[Extracted records]

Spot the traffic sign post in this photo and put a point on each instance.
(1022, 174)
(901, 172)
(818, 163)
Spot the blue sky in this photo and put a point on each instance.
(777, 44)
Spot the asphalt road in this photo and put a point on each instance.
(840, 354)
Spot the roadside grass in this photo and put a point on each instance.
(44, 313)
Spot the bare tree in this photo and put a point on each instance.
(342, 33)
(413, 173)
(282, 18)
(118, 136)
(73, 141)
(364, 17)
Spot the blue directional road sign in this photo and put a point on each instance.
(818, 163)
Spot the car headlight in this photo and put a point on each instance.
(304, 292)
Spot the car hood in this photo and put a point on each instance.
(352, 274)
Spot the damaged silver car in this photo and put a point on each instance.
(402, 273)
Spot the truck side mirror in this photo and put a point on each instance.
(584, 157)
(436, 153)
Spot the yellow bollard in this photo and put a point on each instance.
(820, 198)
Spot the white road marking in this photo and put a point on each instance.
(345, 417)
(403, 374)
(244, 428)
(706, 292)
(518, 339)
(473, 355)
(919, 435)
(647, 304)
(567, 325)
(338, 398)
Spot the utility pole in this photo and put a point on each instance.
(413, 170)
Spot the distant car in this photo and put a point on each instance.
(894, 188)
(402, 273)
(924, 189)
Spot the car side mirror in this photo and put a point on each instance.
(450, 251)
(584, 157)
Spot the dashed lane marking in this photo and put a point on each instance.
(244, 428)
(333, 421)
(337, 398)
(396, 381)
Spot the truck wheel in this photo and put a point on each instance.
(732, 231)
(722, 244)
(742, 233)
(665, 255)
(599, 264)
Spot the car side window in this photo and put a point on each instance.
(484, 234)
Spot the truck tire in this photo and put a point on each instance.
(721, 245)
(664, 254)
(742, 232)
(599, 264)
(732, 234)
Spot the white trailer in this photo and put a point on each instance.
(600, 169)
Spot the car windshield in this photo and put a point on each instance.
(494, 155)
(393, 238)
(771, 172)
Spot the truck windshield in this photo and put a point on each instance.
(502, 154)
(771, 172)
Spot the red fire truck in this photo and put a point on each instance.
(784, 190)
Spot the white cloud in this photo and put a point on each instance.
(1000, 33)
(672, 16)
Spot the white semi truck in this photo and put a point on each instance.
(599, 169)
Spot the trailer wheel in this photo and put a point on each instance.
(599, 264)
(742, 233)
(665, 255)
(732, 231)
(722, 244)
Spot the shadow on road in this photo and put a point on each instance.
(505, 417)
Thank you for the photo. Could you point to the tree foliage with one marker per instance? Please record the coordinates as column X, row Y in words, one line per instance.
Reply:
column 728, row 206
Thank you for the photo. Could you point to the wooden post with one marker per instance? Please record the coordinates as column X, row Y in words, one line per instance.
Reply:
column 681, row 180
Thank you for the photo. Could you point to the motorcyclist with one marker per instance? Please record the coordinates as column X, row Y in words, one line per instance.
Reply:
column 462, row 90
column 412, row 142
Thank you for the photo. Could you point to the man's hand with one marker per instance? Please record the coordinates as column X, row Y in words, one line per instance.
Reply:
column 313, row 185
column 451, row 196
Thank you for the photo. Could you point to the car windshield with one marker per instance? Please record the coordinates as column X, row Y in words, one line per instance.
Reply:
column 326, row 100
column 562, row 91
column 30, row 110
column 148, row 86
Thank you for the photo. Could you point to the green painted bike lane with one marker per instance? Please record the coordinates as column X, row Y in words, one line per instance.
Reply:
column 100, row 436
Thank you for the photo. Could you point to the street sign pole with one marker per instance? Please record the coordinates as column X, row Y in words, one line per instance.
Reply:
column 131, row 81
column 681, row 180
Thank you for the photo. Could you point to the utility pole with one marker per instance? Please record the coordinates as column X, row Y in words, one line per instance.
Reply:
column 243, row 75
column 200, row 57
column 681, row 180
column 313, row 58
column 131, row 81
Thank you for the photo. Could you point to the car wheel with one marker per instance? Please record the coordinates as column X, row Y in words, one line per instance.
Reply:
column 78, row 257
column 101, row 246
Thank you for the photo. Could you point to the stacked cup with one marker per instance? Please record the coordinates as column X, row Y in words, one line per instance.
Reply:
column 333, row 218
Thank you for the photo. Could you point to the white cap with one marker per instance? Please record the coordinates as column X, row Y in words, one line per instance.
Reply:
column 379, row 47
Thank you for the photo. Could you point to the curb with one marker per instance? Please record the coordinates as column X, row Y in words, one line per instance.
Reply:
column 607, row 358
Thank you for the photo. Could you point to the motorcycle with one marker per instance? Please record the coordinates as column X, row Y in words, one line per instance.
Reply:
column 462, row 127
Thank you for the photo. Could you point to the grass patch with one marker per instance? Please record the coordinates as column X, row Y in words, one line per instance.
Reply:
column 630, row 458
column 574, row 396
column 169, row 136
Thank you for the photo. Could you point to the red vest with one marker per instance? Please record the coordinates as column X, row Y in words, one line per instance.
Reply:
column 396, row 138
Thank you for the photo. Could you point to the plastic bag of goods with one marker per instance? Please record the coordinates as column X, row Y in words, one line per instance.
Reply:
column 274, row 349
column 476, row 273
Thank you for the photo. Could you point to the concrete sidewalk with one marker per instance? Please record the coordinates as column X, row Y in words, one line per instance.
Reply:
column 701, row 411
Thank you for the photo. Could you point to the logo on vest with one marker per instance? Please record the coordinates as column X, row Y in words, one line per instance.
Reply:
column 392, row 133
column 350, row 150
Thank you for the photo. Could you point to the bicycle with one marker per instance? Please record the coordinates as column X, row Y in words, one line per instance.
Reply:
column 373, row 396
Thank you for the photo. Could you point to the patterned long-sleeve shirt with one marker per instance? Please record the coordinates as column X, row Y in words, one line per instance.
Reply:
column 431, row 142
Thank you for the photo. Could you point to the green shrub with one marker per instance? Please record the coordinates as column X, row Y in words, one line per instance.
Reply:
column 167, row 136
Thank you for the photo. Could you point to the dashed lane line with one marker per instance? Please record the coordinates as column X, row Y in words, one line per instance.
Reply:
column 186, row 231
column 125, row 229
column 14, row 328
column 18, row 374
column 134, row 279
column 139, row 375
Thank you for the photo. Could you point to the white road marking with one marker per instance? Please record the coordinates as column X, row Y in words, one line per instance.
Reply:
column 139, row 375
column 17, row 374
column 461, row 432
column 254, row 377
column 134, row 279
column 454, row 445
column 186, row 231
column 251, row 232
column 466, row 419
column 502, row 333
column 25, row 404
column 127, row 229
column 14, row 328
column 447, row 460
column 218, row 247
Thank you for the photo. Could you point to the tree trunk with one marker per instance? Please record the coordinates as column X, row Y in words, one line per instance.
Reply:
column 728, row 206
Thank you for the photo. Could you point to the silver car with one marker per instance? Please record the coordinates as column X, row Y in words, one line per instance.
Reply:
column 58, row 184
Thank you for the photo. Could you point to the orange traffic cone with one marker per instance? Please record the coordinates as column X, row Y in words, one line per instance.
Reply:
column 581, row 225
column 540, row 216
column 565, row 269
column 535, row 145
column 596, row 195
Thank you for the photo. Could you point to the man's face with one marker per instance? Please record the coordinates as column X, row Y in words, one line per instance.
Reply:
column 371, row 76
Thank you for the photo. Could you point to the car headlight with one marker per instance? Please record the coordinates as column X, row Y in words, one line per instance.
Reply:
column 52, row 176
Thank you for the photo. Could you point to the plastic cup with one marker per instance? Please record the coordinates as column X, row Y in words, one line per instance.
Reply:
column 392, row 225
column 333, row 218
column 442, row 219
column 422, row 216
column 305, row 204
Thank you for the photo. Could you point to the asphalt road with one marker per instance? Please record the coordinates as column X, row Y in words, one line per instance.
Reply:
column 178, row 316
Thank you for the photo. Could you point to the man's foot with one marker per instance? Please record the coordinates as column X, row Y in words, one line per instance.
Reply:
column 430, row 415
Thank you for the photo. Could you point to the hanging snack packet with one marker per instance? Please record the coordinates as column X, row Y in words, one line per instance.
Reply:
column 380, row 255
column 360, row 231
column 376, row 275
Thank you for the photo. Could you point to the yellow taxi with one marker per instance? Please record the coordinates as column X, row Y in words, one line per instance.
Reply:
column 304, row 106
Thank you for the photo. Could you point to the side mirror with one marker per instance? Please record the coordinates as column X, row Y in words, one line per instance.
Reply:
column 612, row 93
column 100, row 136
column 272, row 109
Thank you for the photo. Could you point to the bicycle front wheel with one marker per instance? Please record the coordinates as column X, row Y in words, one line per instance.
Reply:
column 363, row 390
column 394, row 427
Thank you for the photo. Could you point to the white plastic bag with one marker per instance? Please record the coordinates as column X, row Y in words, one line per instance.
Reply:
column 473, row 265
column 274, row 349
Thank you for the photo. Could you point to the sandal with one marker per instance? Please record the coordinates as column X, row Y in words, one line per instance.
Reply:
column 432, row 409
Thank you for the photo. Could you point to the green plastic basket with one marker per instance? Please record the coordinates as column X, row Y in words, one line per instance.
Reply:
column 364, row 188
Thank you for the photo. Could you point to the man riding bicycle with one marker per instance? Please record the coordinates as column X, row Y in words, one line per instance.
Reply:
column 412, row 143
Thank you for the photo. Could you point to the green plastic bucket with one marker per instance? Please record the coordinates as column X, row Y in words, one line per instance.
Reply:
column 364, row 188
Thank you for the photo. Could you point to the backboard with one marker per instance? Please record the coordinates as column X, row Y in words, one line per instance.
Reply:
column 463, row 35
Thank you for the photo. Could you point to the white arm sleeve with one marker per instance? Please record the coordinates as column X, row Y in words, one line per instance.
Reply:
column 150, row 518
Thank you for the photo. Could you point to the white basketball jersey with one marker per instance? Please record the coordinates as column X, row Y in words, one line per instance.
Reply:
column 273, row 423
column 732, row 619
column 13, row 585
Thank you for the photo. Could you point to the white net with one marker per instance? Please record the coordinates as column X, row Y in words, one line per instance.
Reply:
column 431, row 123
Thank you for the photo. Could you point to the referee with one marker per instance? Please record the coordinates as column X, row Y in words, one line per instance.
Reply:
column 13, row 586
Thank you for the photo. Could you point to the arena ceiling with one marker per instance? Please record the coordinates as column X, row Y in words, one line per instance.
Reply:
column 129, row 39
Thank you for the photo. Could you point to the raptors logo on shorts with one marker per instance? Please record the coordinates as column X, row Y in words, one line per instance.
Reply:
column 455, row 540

Problem requirements:
Look above for the line containing "the green shrub". Output from there through the line containing "the plastic cup", exactly and inclusively.

Exercise result:
Thank you for the photo. Could you point to the green shrub with one marker per instance? Please record the coordinates as column X, row Y in words, one line per instance.
Reply:
column 167, row 136
Thank you for the photo. Could you point to the dashed lane line with one marker per instance? Please record the coordinates as column X, row Y in words, one line per instance.
Reply:
column 186, row 231
column 125, row 229
column 14, row 328
column 18, row 374
column 134, row 279
column 139, row 375
Thank you for the photo. Could you point to the white road marking with one marker per instance? Please record the coordinates as column X, row Y in words, one line per instance.
Reply:
column 139, row 375
column 17, row 374
column 461, row 432
column 254, row 377
column 134, row 279
column 454, row 445
column 186, row 231
column 251, row 232
column 466, row 419
column 502, row 333
column 25, row 404
column 127, row 229
column 14, row 328
column 447, row 460
column 218, row 247
Thank you for the photo. Could you point to the tree trunk with one marker per instance? Please record the coordinates as column X, row Y in words, one line per instance.
Reply:
column 728, row 206
Thank you for the photo. Could you point to the silver car with one marker per instance? Please record the coordinates as column X, row Y in words, one line per instance.
Reply:
column 58, row 184
Thank you for the photo. Could you point to the orange traffic cone with one marker per instance? Please record the coordinates as column X, row Y in words, one line per instance.
Reply:
column 581, row 225
column 540, row 216
column 565, row 269
column 535, row 145
column 596, row 195
Thank you for the photo. Could you point to the man's face with one marker per instance? Please record the coordinates as column X, row Y in words, one line per instance.
Reply:
column 371, row 76
Thank you for the photo. Could you point to the car headlight with one marker per instance? Please record the coordinates as column X, row Y in words, one line per instance.
Reply:
column 52, row 176
Thank you for the photo. Could you point to the plastic cup with one marker per instance? Please record the coordinates as column X, row Y in words, one line per instance.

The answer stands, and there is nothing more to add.